_DIRECTIONS_
Copy out the data exactly, beginning at the line containing "segment --region=river water" and continuing through the final line of the data.
**** GIVEN INFORMATION ****
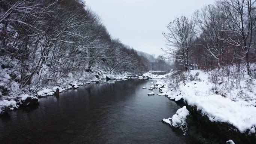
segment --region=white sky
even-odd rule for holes
[[[137,50],[162,53],[166,25],[177,16],[191,16],[214,0],[85,0],[101,17],[113,38]]]

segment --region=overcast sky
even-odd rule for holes
[[[137,50],[156,55],[162,53],[162,35],[176,16],[191,16],[214,0],[85,0],[101,17],[113,38]]]

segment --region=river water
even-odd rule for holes
[[[148,96],[153,82],[101,82],[41,98],[0,118],[0,144],[194,143],[161,122],[180,107]]]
****
_SOLUTION_
segment --region=river water
even-odd rule for holes
[[[148,96],[153,82],[101,82],[41,98],[0,118],[0,144],[194,143],[161,122],[180,107]]]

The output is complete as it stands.